▶ _To do_
Render the lines of the items below as a JSON list of strings, one string per line, skipping blank lines. Leave the pictures out of your answer.

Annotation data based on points
========================================================================

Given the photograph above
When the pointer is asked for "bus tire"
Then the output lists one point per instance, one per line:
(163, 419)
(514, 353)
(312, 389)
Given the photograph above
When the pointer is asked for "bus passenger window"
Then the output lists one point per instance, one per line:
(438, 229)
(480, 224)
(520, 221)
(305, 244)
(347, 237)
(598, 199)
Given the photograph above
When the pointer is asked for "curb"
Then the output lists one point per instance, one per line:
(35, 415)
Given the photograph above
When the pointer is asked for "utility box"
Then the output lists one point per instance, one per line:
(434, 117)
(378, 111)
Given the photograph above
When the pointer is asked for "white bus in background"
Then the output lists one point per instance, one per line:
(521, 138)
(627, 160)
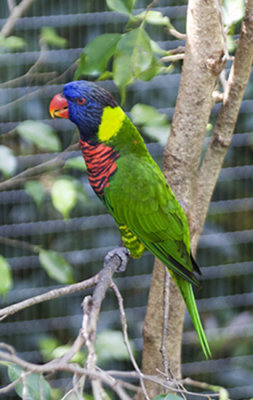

========================================================================

▶ _Answer to the task_
[
  "Given the photograph above",
  "When the pointer is asked for \"bus tire\"",
  "Then the output lists one point per instance, one per line:",
  "(163, 419)",
  "(514, 353)",
  "(312, 389)",
  "Given the photograph above",
  "When the pointer is asked for \"bus passenger window\"",
  "Then the output lists one point per instance, one per line:",
  "(438, 229)",
  "(480, 224)",
  "(520, 221)",
  "(305, 244)",
  "(347, 237)",
  "(598, 199)",
  "Given the photograph above",
  "When the pointer is asked for \"curb\"",
  "Then the output lists one point per instance, one per line:",
  "(35, 415)",
  "Given the photograph above",
  "When the pointer is asked for \"utility box\"",
  "Then the output lists one point per instance, one per line:",
  "(434, 117)",
  "(378, 111)",
  "Given the photograph above",
  "When the pointer is asked for \"white bus in background\"",
  "Then the output lists one point per instance, one per line:",
  "(521, 138)",
  "(627, 160)"
]